==== SOURCE EXTRACT ====

Protocol-Based Arthroplasty: Less Is More
Christina J. Gutowski, MD; Javad Parvizi, MD; James J. Purtill, MD. Orthopedics. October 2015 – Volume 38 · Issue 10: 631-638
Over the past decade, dramatic innovations in total hip arthroplasty (THA) and total knee arthroplasty (TKA) have allowed these procedures to become among the most successful and value-delivering interventions in modern medicine.1,2 Demand for total joint arthroplasty (TJA) is increasing at an impressive rate, with annual rates of THA expected to reach 572,000 and TKA expected to reach 3.48 million by 2030.3 In consideration of the current economic climate, the projected increases in demand and restricted budgets, brief hospitalizations with minimized costs are increasingly favored. Pressure exists among providers to continually develop more efficient and effective practice habits to deliver value to patients and payers. In addition, mounting scrutiny from regulatory bodies or other reporting agencies tracking quality of care provided compels us to seek novel avenues to deliver better care under the current circumstances.
Despite the success of TJA, differences still exist regarding various perioperative practices. Over the past decade, extensive research has been conducted in the development of evidence-based protocols for perioperative care of patients undergoing TJA. Safety, improved clinical outcomes, and patient satisfaction are often best achieved through a focus on simplification. This article outlines the recent changes to TJA patient perioperative protocols that have been made at the authors’ institution as a result of emerging evidence. The implementation of these evidence-based care pathways has resulted in improved clinical outcomes, enhanced safety metrics, higher patient satisfaction, and increased cost-effectiveness as measured both by national and institutional standards.

==== DATASET ====

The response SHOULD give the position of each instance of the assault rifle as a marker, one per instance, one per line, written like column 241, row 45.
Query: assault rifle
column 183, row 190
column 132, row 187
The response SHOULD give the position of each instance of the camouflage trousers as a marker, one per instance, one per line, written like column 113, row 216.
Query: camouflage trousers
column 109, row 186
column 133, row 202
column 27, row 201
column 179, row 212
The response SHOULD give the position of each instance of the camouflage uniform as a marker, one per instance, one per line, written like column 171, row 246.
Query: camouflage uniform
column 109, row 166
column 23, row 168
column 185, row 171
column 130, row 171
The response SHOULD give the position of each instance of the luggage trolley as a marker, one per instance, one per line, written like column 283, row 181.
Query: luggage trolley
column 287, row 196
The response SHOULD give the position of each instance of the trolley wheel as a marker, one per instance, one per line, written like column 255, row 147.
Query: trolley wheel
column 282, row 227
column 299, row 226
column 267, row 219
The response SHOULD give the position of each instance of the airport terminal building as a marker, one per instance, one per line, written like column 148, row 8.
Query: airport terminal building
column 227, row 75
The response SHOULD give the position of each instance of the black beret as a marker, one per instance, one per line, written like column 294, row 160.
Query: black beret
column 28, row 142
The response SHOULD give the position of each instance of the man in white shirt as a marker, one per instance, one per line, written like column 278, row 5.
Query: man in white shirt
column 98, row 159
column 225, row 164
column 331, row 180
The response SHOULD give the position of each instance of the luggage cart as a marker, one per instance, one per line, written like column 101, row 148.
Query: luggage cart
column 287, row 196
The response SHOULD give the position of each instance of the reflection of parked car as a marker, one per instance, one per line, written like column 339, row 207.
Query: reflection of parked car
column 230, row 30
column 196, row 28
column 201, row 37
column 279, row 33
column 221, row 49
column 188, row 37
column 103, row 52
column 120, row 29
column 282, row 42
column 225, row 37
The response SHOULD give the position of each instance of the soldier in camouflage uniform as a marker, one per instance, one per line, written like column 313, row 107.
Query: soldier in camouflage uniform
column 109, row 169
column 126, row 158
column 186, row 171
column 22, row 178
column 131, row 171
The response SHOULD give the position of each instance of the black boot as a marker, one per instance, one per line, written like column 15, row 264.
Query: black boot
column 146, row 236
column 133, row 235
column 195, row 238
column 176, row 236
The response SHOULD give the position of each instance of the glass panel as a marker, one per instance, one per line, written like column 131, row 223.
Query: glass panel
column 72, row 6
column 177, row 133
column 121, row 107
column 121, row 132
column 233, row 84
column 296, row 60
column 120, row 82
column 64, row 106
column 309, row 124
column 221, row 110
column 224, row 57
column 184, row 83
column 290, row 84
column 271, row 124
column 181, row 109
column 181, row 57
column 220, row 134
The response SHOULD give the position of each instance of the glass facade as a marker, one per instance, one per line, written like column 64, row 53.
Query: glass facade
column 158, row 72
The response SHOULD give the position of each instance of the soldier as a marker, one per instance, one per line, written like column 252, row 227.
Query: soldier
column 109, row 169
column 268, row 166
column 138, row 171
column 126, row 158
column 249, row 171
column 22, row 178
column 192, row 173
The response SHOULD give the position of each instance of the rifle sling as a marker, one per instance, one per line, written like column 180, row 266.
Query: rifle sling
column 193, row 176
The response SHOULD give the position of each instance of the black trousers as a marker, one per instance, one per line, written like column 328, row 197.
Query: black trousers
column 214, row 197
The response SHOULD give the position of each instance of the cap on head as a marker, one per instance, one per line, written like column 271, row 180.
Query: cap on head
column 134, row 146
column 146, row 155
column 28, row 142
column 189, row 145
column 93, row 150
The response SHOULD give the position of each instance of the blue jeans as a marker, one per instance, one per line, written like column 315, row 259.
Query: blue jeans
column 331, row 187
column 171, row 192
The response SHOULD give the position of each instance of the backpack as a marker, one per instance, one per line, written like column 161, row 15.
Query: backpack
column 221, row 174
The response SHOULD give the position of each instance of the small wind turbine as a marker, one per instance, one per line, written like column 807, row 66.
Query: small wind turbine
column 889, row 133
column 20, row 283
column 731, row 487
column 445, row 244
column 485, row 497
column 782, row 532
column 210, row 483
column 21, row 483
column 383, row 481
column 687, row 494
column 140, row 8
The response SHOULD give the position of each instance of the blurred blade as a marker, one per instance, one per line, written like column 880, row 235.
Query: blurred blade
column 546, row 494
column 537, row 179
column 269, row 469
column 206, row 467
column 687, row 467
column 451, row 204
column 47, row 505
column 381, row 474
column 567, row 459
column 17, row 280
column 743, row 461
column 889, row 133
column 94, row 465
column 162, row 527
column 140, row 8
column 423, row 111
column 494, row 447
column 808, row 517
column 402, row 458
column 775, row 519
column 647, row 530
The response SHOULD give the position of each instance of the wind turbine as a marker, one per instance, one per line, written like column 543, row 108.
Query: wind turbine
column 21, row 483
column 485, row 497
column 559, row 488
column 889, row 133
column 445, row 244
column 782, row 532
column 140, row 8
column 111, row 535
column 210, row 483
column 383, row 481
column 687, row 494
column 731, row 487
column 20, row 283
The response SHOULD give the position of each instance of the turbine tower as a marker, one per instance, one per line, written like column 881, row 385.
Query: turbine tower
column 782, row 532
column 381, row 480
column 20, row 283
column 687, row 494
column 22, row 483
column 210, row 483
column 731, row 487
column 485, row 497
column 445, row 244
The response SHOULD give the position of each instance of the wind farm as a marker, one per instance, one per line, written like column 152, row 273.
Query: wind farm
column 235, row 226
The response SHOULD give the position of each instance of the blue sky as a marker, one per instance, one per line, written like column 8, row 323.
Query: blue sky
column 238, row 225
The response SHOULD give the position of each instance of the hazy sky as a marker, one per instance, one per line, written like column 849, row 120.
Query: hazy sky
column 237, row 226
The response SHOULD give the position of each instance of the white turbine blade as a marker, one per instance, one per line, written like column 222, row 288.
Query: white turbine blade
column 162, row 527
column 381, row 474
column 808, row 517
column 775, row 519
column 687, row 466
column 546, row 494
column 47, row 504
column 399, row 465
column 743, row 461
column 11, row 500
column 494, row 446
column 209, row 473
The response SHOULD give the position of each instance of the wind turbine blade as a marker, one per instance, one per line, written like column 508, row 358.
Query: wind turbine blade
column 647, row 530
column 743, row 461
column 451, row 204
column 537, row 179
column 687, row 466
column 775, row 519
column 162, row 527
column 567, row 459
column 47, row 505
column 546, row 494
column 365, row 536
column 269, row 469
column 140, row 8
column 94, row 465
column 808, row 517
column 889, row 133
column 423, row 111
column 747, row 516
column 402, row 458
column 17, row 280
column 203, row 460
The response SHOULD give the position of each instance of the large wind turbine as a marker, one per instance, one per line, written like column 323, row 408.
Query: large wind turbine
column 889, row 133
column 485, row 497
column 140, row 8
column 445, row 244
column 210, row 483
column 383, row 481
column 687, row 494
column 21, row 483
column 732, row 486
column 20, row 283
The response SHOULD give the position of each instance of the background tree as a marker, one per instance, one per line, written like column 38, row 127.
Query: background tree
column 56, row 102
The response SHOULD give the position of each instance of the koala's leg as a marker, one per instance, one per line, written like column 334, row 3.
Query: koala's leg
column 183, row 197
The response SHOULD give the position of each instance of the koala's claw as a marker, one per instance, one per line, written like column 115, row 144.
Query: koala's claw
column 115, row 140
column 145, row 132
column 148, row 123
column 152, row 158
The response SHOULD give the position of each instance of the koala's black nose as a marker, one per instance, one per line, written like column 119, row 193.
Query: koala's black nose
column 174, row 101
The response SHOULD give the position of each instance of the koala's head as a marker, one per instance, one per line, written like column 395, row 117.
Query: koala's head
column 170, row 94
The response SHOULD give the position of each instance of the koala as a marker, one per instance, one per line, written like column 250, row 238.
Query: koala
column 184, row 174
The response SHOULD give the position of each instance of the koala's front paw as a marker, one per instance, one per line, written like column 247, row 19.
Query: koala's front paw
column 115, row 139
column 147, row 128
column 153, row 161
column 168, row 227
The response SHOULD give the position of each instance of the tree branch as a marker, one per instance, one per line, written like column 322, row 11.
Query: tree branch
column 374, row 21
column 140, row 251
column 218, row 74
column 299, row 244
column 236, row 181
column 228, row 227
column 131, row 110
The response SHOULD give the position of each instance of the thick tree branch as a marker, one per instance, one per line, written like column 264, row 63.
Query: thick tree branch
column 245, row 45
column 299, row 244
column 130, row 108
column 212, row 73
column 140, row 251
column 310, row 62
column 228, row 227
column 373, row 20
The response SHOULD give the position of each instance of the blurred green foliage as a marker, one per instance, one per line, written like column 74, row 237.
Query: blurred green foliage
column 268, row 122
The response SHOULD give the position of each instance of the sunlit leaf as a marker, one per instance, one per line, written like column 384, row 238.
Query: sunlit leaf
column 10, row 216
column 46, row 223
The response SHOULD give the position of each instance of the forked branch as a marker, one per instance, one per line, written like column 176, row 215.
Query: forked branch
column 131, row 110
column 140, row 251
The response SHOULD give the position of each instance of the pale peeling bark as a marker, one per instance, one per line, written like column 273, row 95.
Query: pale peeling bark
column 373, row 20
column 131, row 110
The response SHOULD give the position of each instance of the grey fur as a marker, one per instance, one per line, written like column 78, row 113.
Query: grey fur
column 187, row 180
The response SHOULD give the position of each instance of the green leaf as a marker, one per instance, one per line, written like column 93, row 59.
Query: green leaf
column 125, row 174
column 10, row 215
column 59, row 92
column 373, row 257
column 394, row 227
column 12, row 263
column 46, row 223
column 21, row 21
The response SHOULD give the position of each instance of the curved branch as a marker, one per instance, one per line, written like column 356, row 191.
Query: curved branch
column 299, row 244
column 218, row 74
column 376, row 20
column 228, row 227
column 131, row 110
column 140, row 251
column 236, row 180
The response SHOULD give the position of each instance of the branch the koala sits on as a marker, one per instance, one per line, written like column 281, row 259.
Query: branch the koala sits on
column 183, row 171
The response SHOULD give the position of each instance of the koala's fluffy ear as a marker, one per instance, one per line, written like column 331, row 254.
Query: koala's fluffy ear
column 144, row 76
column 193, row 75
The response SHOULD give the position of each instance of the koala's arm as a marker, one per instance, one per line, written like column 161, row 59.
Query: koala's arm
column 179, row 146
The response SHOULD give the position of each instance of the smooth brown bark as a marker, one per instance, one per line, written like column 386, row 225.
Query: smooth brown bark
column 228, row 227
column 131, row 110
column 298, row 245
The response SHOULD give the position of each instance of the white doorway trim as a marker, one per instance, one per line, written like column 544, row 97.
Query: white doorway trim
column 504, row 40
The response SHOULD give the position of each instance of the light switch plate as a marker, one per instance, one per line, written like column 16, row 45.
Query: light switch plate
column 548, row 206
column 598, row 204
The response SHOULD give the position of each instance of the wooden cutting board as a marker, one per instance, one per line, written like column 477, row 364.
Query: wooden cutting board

====

STUDY QUESTIONS →
1. Could you write out the part of the arthroplasty article above that begins at the words "Despite the success" and stops after the words "and institutional standards."?
2. What results does the arthroplasty article above say came from implementing the evidence-based care pathways? List every one.

SOLUTIONS FOR EACH TASK →
1.
Despite the success of TJA, differences still exist regarding various perioperative practices. Over the past decade, extensive research has been conducted in the development of evidence-based protocols for perioperative care of patients undergoing TJA. Safety, improved clinical outcomes, and patient satisfaction are often best achieved through a focus on simplification. This article outlines the recent changes to TJA patient perioperative protocols that have been made at the authors’ institution as a result of emerging evidence. The implementation of these evidence-based care pathways has resulted in improved clinical outcomes, enhanced safety metrics, higher patient satisfaction, and increased cost-effectiveness as measured both by national and institutional standards.

2.
- Improved clinical outcomes
- Enhanced safety metrics
- Higher patient satisfaction
- Increased cost-effectiveness